### Directions
Give the data again exactly, without its images.
━━━ Given records
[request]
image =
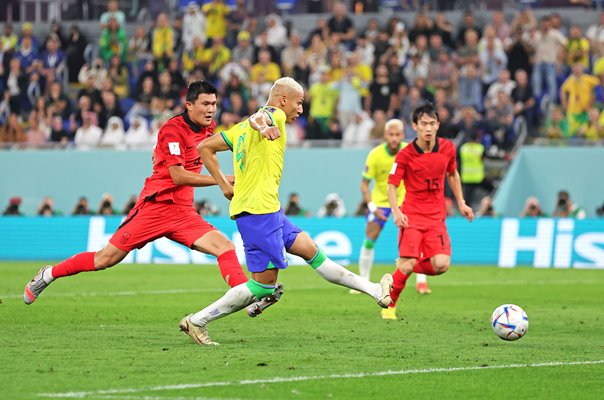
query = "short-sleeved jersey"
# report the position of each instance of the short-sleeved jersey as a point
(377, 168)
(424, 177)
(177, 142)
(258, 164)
━━━━━━
### Solution below
[request]
image =
query = "short-sleeved jersey"
# report the position of each instance of the short-sleeved jersey as a point
(377, 168)
(424, 177)
(177, 142)
(258, 164)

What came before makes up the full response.